Stored records:
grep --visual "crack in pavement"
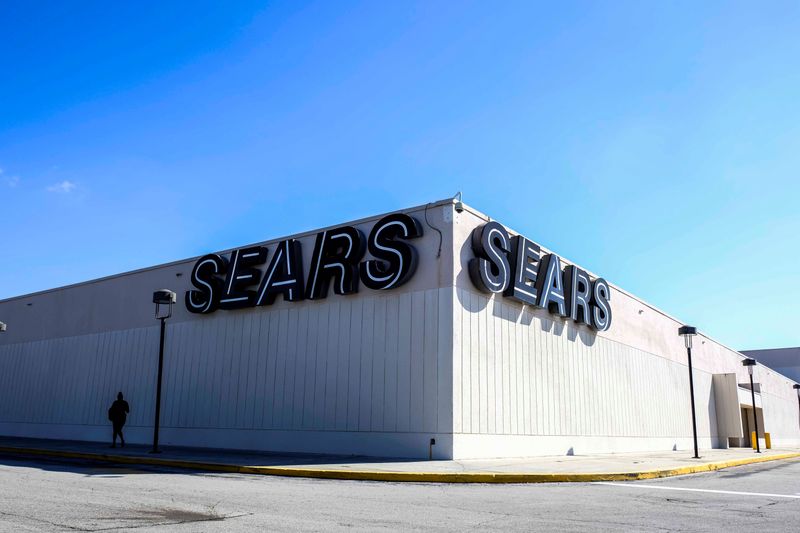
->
[0,509,253,532]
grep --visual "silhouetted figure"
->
[108,392,131,448]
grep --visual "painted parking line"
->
[594,481,800,500]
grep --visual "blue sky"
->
[0,1,800,349]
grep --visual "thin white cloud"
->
[47,180,77,194]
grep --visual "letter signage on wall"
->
[469,221,611,331]
[186,213,422,313]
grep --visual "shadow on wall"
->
[456,289,597,346]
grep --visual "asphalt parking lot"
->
[0,457,800,532]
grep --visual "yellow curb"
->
[0,446,800,483]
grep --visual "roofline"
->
[0,198,454,304]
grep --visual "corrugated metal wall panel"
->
[453,289,716,437]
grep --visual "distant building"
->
[742,347,800,382]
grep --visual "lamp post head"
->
[153,289,178,319]
[678,326,697,348]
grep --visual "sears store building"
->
[0,200,800,459]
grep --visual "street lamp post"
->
[150,289,178,453]
[678,326,700,459]
[742,359,761,453]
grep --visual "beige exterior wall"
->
[0,205,453,457]
[0,197,800,458]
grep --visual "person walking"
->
[108,392,131,448]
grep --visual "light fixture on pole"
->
[678,326,700,459]
[742,359,761,453]
[150,289,178,453]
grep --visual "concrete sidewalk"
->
[0,437,800,483]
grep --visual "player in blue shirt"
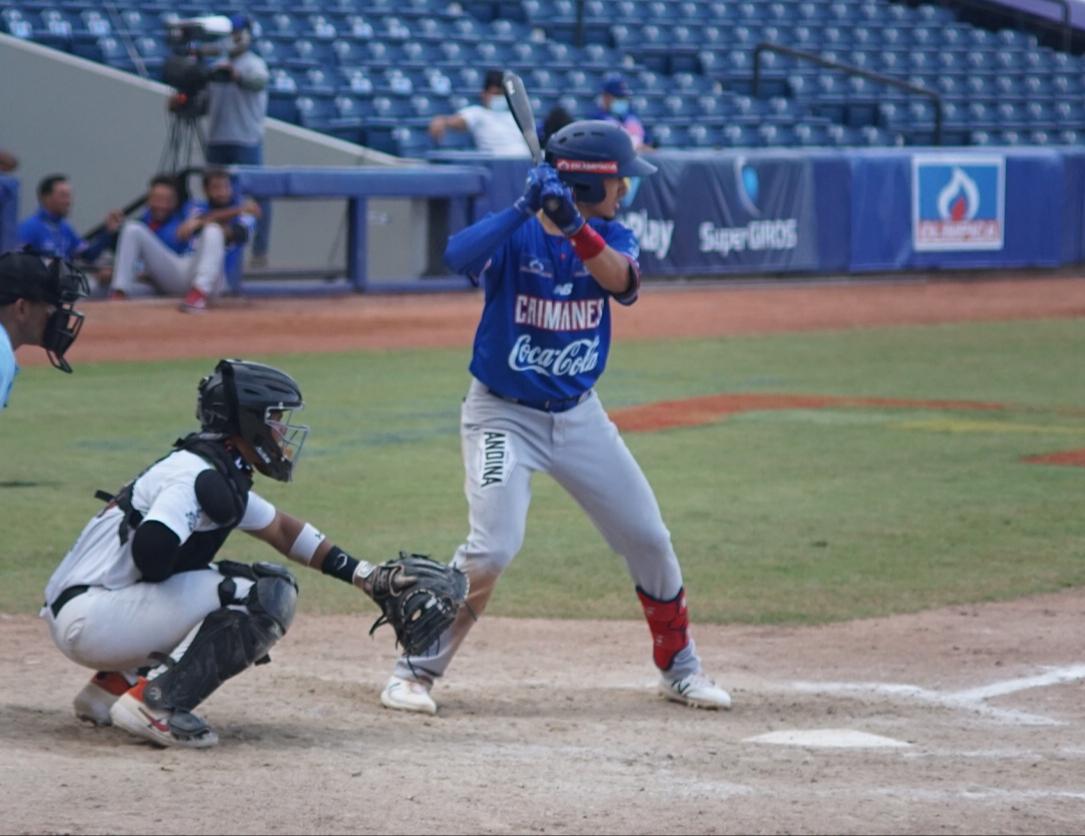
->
[381,121,730,713]
[18,175,123,263]
[0,250,89,409]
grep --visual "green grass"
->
[0,320,1085,623]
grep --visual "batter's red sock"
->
[637,587,689,670]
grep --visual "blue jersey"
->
[139,203,192,256]
[18,209,87,259]
[191,194,256,275]
[0,325,18,409]
[18,208,110,261]
[471,218,640,401]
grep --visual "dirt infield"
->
[6,279,1085,834]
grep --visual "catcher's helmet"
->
[196,360,309,481]
[546,119,655,204]
[0,248,90,373]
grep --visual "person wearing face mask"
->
[430,69,531,157]
[591,74,651,151]
[0,248,90,410]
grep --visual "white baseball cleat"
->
[73,670,131,725]
[660,673,731,709]
[110,679,218,749]
[381,677,437,715]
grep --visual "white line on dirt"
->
[955,665,1085,699]
[743,729,911,749]
[794,665,1085,725]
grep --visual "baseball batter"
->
[41,360,465,748]
[381,121,731,715]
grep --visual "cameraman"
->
[207,14,271,266]
[167,15,271,266]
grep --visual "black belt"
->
[486,386,591,412]
[49,583,90,618]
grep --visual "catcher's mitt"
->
[367,552,469,656]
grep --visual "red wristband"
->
[569,223,607,261]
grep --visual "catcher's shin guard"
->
[637,587,689,670]
[143,570,297,711]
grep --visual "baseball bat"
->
[501,69,561,211]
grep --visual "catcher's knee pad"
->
[143,569,297,711]
[637,587,689,670]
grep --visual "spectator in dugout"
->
[588,73,652,151]
[111,168,259,313]
[430,69,531,157]
[18,175,124,263]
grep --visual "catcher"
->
[41,360,468,748]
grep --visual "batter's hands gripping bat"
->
[501,69,561,211]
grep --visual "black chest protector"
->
[94,433,253,574]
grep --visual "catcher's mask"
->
[196,360,309,481]
[0,249,90,374]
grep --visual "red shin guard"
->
[637,587,689,670]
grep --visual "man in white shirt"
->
[430,69,531,157]
[0,250,88,409]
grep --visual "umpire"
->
[0,250,89,409]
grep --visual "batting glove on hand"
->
[543,172,584,237]
[513,163,558,217]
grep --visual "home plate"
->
[745,729,911,749]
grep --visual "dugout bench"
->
[230,166,490,293]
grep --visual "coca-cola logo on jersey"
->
[509,334,599,377]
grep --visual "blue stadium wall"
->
[431,147,1085,276]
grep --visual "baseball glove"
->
[368,552,470,656]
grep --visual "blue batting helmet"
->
[546,119,655,204]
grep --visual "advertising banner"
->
[911,154,1006,253]
[618,154,818,275]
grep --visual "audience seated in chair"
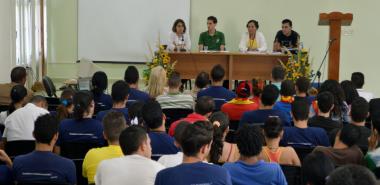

**WRITTEN REQUEST**
Please write out the entire listing above as a JSON list of strings, one string per line, with blank lines left out. Omit the pictures.

**PROBLEM SOLUTION**
[
  "grep --visual \"crack in pavement\"",
  "->",
  "[0,509,253,532]",
  "grep --visual \"silhouetted figure\"",
  "->",
  "[108,392,131,448]",
  "grep --visual \"painted parking line\"",
  "->",
  "[594,481,800,500]",
  "grep --visual \"blue sky\"",
  "->",
  "[0,1,800,349]",
  "grep --visual \"thin white cloud\"",
  "->",
  "[47,180,77,194]",
  "grep --visual \"letter signage on wall\"",
  "->",
  "[469,221,611,331]",
  "[186,213,422,313]",
  "grep --visual \"shadow on wall\"",
  "->",
  "[456,289,597,346]",
  "grep --visual \"asphalt parking lot\"",
  "->",
  "[0,457,800,532]",
  "grep --visual \"yellow curb\"",
  "->",
  "[0,446,800,483]",
  "grep --visual \"roofline\"",
  "->",
  "[0,198,454,304]",
  "grep --visual \"corrugated metal wall panel\"",
  "->",
  "[453,289,716,437]",
  "grep --visual \"distant building\"",
  "->",
  "[742,347,800,382]",
  "grep --visual \"lamp post head\"",
  "->",
  "[153,289,178,319]",
  "[678,326,697,348]",
  "grep --visual \"sears store building\"",
  "->",
  "[0,200,800,459]",
  "grep --visual \"street lamp post\"",
  "->",
  "[150,289,178,453]",
  "[678,326,700,459]",
  "[742,359,761,453]",
  "grep --visual \"beige exterior wall\"",
  "->",
  "[0,205,453,457]",
  "[0,197,800,458]",
  "grep --visual \"person walking\"",
  "->",
  "[108,392,131,448]",
  "grep --visual \"light fixture on pole\"",
  "->",
  "[678,326,700,459]",
  "[742,359,761,453]",
  "[150,289,178,453]",
  "grep --visual \"concrete sidewalk\"",
  "->",
  "[0,437,800,483]",
  "grep --visual \"player in blue shirt\"",
  "->",
  "[381,121,730,713]",
  "[18,175,123,263]",
  "[0,250,89,409]",
  "grep --visual \"green grass\"",
  "->",
  "[0,320,1085,623]",
  "grep --visual \"batter's red sock\"",
  "->",
  "[637,587,689,670]",
  "grep --visual \"blue jersey\"",
  "->",
  "[139,203,192,256]",
  "[18,209,87,259]",
  "[191,194,256,275]",
  "[0,325,18,409]",
  "[18,208,110,261]",
  "[471,218,640,401]",
  "grep --visual \"dirt infield\"",
  "->",
  "[6,279,1085,834]",
  "grep --visual \"catcher's helmet\"",
  "->",
  "[196,360,309,481]",
  "[546,119,655,204]",
  "[0,248,90,373]",
  "grep --visual \"person wearing face mask\"",
  "->",
  "[430,69,531,157]",
  "[591,74,651,151]",
  "[0,248,90,410]",
  "grep --visual \"white baseball cleat\"",
  "->",
  "[73,670,131,725]",
  "[660,673,731,709]",
  "[110,679,218,749]",
  "[381,677,437,715]",
  "grep --visual \"white line on dirt\"",
  "->",
  "[955,665,1085,699]",
  "[743,729,911,749]",
  "[794,665,1085,725]",
  "grep --visual \"baseball batter\"",
  "->",
  "[41,360,465,748]",
  "[381,121,731,715]",
  "grep --visual \"cameraman\"",
  "->",
  "[207,14,271,266]",
  "[167,15,271,266]",
  "grep --visual \"black belt\"",
  "->",
  "[486,386,591,412]",
  "[49,583,90,618]",
  "grep --visual \"catcher's mitt\"",
  "->",
  "[367,552,469,656]",
  "grep --visual \"red wristband\"",
  "->",
  "[569,223,607,261]",
  "grep --visual \"catcher's shin guard\"",
  "->",
  "[637,587,689,670]",
  "[143,570,297,711]",
  "grep --visual \"baseball bat\"",
  "->",
  "[501,69,561,211]",
  "grep --visual \"catcher's knee pad\"",
  "->",
  "[143,569,297,711]",
  "[637,587,689,670]",
  "grep --visual \"spectator in dugout\"",
  "->",
  "[588,73,652,151]",
  "[111,168,259,313]",
  "[430,69,531,157]",
  "[18,175,124,263]",
  "grep --visual \"catcher\"",
  "->",
  "[41,360,468,748]",
  "grep --visual \"batter's hands gripping bat\"",
  "->",
  "[501,69,561,211]",
  "grep --visual \"black chest protector\"",
  "->",
  "[94,433,253,574]",
  "grep --visual \"catcher's mask\"",
  "->",
  "[196,360,309,481]",
  "[0,249,90,374]",
  "grep --visual \"red shin guard\"",
  "->",
  "[637,587,689,670]",
  "grep --visual \"man in white shirt\"",
  "->",
  "[430,69,531,157]",
  "[0,250,88,409]",
  "grep --visual \"umpire\"",
  "->",
  "[0,250,89,409]",
  "grep --visual \"batting glove on hand\"",
  "->",
  "[543,172,584,237]",
  "[513,163,558,217]",
  "grep --visual \"home plate\"",
  "->",
  "[745,729,911,749]",
  "grep --visual \"dugout bench\"",
  "->",
  "[230,166,490,293]",
  "grep --visual \"coca-cola logo on jersey\"",
  "->",
  "[509,334,599,377]",
  "grep --visual \"blue stadium wall\"",
  "->",
  "[431,147,1085,276]",
  "grep --visual \"baseball glove\"",
  "->",
  "[368,552,470,656]",
  "grep --visual \"blue batting helmet\"",
  "->",
  "[546,119,655,204]",
  "grep --visual \"advertising banner\"",
  "->",
  "[911,154,1006,253]",
  "[618,154,818,275]",
  "grep --visual \"audience seated in chair\""
]